• **Exercise brief**
Could you repeat all of the entries below, character for character?

• **Dataset entries**
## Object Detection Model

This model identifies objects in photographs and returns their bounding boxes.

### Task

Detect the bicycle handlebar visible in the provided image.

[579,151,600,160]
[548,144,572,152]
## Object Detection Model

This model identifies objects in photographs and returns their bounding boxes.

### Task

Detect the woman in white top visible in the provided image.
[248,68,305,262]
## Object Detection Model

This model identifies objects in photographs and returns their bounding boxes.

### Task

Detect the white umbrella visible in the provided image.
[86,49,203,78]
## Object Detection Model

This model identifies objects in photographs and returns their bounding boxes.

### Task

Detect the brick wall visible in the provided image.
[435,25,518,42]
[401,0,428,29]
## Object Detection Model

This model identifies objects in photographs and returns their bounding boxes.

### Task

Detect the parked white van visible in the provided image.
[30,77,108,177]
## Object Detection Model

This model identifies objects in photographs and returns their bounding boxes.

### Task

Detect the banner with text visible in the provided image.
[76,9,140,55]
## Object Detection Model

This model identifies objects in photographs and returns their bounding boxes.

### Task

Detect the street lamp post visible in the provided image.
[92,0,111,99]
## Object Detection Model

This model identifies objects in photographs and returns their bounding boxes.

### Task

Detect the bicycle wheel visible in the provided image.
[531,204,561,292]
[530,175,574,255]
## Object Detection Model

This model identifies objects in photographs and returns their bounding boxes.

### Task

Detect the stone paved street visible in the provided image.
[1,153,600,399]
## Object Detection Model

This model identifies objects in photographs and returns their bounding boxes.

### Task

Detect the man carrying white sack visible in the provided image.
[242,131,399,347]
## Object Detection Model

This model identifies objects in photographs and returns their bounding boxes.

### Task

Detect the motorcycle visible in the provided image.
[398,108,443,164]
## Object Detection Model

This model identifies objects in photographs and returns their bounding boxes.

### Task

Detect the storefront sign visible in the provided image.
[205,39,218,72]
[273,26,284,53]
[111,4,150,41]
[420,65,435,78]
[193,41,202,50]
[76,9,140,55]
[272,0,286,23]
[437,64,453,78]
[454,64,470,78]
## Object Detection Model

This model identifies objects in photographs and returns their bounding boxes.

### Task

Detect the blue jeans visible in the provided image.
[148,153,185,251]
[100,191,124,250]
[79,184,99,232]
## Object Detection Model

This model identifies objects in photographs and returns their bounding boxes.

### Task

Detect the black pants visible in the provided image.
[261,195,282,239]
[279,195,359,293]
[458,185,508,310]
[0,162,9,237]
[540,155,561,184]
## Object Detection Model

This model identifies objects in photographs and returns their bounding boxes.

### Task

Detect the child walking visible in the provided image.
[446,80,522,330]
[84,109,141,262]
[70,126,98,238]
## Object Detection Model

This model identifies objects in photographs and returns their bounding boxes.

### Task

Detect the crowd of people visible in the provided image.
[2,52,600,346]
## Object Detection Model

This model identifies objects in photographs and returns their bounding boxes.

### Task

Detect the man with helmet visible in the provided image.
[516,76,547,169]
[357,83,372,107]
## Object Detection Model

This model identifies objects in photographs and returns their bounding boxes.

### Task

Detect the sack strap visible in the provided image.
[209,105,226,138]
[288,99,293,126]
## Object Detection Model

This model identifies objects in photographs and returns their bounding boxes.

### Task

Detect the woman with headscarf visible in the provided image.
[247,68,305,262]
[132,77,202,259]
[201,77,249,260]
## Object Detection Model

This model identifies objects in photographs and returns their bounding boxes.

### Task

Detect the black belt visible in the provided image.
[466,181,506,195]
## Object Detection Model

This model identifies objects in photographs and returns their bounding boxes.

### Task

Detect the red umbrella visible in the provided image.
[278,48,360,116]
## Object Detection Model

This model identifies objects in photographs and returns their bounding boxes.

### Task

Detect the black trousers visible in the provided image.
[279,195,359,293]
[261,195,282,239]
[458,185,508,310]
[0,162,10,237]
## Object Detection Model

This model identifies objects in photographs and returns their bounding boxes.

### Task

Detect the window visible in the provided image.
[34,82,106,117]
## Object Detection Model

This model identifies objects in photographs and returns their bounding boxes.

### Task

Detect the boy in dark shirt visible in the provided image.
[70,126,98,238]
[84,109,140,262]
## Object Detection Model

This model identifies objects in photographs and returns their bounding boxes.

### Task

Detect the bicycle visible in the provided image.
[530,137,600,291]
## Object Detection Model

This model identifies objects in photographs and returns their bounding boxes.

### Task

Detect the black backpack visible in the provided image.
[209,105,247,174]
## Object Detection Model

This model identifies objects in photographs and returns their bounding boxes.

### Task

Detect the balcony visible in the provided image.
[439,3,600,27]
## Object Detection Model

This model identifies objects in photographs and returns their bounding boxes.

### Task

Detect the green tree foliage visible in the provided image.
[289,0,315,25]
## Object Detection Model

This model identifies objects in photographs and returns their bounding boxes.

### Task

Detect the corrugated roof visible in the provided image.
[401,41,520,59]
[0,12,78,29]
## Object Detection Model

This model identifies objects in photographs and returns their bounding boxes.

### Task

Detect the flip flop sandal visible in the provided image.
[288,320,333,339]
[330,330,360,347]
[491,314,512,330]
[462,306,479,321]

• **Result**
## Object Detection Model

This model identifies objects in photographs and returns their bounding boxes.

### Task

Detect the bicycle handlebar visible in the provided image.

[579,151,600,160]
[548,144,572,152]
## Object Detection Model

This model identifies objects in photographs and returns their bounding boxes.

### Task

Detect the woman in white top visible in the provided image.
[248,68,305,262]
## Object Detection Model

This model identifies objects in photographs and returns their bounding boxes.

### Task

Detect the white umbrella visible in the provided image.
[86,49,203,78]
## Object Detection Model

This model identifies objects in photographs and returns their bounding boxes.

### Task

Detect the brick wall visible in the provided image.
[435,25,518,42]
[401,0,428,29]
## Object Detection Model

This model identifies objects in photographs and returns their bounding boxes.

### Task

Detect the parked white van visible in the provided image.
[30,77,108,177]
## Object Detection Model

This model identifies objects in photographs and returns their bounding boxes.

### Task

Detect the banner with text visible in the provided image.
[76,9,140,55]
## Object Detection Model

This model identifies objects in photographs and returns their bounding boxes.

### Task

Detect the street lamp post visible in the provided image.
[92,0,111,99]
## Object Detection Model

This model identifies objects in photographs and returns their bounding boxes.

### Task

Detect the bicycle wheel visible in the provided image.
[531,204,561,292]
[530,175,574,255]
## Object Detection Model

This model identifies objects in photographs and returns their bounding boxes.

### Task

Detect the stone paved street visible in the provided image.
[1,153,600,399]
## Object Detection Model

This model identifies objects in photographs and returns their bounding boxes.

### Task

Detect the man carrying white sack visible in the provided image.
[242,131,399,347]
## Object Detection Model

This model identifies objects in photographs and returns their bounding boxes.

### Task

Detect the motorcycle visible in the provided image.
[398,108,443,164]
## Object Detection Model

This model identifies objects in photographs and returns their bounding boxes.

### Task

Detect the storefront sign visible in the provided image.
[205,39,218,72]
[273,26,284,53]
[111,4,150,41]
[420,65,435,78]
[193,41,202,50]
[76,9,140,55]
[272,0,286,23]
[437,64,453,78]
[454,64,470,78]
## Object Detection Model

This model identifies objects in photographs and returns their bounding boxes.

### Task

Detect the blue jeans visible in the provided image.
[148,153,185,251]
[100,191,124,250]
[79,184,99,232]
## Object Detection Model

This model identifies objects in photographs and returns their bounding boxes.

### Task

Detect the black pants visible in the provided image.
[261,195,282,239]
[279,195,359,293]
[458,185,508,310]
[0,162,9,237]
[540,155,561,184]
## Object Detection Model

This model identifies objects in photographs and returns their bounding boxes.

### Task

Detect the child walking visible in the provided image.
[446,80,522,330]
[84,109,141,262]
[70,126,98,238]
## Object Detection Model

This model identifies objects in photographs and returns their bounding boxes.

### Task

Detect the crowd of people visible in the provided image.
[2,52,600,346]
## Object Detection Model

This model identifies objects in photographs and returns their bounding boxes.

### Task

Detect the man with helmet visible in the provided image.
[516,76,547,169]
[357,83,372,107]
## Object Detection Model

This model identifies objects in photographs and returns their bounding boxes.

### Task

Detect the sack strap visible in the provided image.
[209,105,226,138]
[288,99,293,126]
## Object Detection Model

This model identifies objects in photographs and returns their bounding boxes.

### Task

Detect the woman with headscarf visible in the provided image.
[247,68,305,262]
[132,77,202,259]
[201,77,249,260]
## Object Detection Model

This model identifies objects in photographs and returns their bounding boxes.

### Task

Detect the black belt visible in the provided image.
[466,181,506,195]
## Object Detection Model

This model identifies objects in photographs and returns their bounding boxes.

### Task

Detect the red umbrella visible in the provided image.
[278,48,360,116]
## Object Detection Model

This model identifies objects in photographs and returns their bounding boxes.

### Task

Detect the black trousers visible in the provided image.
[279,195,359,293]
[261,195,282,239]
[458,185,508,310]
[0,162,10,237]
## Object Detection Model

This model identifies objects in photographs and returns their bounding boxes.

### Task

Detect the window visible in the provided image.
[34,82,106,117]
## Object Detection Model

This model identifies objects in photographs and returns their bounding boxes.

### Task

Detect the boy in dark shirt visible in the provided image.
[70,126,98,238]
[84,109,140,262]
## Object Detection Model

This model identifies objects in photographs and returns their bounding boxes.

### Task

Detect the bicycle visible in the provided image.
[530,137,600,291]
## Object Detection Model

This model identifies objects in photographs and returns their bounding boxes.

### Task

Detect the black backpack visible in the provided image.
[209,105,247,174]
## Object Detection Model

This model identifies objects in photographs and returns their bounding boxes.

### Task

Detect the balcony visible in the provided image.
[439,3,600,27]
## Object Detection Model

This model identifies objects in photographs and returns their bounding boxes.

### Task

Detect the green tree foliage visible in the provided image.
[289,0,315,25]
## Object Detection Model

This model identifies objects in photographs and returns their bounding boxes.

### Task

Detect the corrugated roof visible in the provided image.
[401,41,520,59]
[0,12,78,29]
## Object Detection Model

This model identifies objects in photographs and returns their bounding boxes.

### Task

Detect the flip flop sandal visible in the provided image.
[288,320,333,339]
[330,330,360,347]
[491,314,512,330]
[462,306,479,321]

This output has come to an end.